[BEGIN]
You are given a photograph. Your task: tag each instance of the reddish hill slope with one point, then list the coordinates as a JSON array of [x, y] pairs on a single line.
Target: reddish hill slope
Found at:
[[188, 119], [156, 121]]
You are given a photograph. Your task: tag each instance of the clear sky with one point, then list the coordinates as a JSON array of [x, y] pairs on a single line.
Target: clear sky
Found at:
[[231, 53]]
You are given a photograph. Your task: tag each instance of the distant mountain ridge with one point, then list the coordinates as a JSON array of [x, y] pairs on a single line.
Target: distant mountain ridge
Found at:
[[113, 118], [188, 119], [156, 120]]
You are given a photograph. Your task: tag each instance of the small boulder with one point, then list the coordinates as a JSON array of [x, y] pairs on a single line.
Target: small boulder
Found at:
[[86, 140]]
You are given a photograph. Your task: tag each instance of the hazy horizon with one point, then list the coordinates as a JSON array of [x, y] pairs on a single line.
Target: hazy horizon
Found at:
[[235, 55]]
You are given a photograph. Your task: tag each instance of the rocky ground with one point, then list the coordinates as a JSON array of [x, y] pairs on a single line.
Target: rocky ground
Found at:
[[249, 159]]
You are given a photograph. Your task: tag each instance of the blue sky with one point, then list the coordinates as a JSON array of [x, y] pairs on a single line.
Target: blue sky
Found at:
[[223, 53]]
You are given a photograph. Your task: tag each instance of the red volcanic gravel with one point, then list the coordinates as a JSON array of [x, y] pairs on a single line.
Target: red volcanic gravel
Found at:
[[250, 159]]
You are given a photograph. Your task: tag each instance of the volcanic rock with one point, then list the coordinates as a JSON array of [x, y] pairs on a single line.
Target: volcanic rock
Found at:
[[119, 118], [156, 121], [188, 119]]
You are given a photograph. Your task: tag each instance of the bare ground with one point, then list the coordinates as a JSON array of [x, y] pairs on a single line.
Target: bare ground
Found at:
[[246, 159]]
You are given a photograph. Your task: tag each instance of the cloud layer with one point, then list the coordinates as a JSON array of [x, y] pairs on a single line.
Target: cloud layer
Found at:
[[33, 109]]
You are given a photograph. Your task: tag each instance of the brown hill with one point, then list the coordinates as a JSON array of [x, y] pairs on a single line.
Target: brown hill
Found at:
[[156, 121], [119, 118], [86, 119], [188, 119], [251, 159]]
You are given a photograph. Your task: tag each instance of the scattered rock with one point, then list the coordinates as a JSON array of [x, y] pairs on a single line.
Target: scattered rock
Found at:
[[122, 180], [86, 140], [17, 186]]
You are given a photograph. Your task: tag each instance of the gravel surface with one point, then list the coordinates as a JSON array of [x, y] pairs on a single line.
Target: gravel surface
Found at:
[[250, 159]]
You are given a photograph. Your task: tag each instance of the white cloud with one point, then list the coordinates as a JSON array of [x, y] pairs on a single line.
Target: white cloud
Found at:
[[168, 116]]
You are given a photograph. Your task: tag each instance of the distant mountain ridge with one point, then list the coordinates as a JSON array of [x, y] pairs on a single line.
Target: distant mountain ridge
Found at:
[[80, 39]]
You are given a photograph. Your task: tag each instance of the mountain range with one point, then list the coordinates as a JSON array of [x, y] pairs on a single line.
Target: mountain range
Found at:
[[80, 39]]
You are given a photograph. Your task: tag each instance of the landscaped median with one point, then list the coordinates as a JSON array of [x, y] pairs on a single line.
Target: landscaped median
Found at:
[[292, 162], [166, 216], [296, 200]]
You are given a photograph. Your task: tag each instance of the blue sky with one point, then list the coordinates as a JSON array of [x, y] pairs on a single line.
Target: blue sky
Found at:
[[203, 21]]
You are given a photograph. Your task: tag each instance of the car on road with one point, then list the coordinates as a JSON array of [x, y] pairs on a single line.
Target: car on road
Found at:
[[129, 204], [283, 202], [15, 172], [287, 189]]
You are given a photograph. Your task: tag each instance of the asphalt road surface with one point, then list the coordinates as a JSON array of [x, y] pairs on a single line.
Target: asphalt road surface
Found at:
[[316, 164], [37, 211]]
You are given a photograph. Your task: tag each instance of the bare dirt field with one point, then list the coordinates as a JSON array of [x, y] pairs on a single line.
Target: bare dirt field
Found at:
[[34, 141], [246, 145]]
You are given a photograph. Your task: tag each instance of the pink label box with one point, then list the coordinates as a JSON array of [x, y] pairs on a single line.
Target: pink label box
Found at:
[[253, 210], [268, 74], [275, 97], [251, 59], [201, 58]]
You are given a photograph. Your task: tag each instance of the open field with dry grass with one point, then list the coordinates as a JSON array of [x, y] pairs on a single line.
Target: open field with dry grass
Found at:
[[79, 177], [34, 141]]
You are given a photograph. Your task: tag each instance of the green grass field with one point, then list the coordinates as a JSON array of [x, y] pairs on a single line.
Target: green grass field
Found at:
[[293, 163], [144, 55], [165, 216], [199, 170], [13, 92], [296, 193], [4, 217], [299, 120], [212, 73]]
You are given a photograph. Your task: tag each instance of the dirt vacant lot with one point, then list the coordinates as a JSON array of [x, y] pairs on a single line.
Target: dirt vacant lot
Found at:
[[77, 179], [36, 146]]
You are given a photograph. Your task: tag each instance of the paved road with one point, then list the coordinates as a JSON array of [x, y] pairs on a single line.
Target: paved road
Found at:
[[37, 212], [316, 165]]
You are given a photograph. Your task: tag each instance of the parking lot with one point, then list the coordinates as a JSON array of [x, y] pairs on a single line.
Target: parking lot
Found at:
[END]
- TASK INSTRUCTIONS: Give the records starting at the line that contains "of the dirt" and ending at the line that contains "[[77, 179], [36, 146]]", both included, as a two-column CSV with the header text,answer. Write one row per record, put each field in double quotes, and replace any line breaks inside a field with spaces.

- OUTPUT BELOW:
text,answer
"You are given a photograph. Your task: tag each instance of the dirt vacant lot with one point, then list the coordinates as a JSON array of [x, y] pairs on a single line. Target: dirt vacant lot Found at:","[[77, 179], [36, 146]]"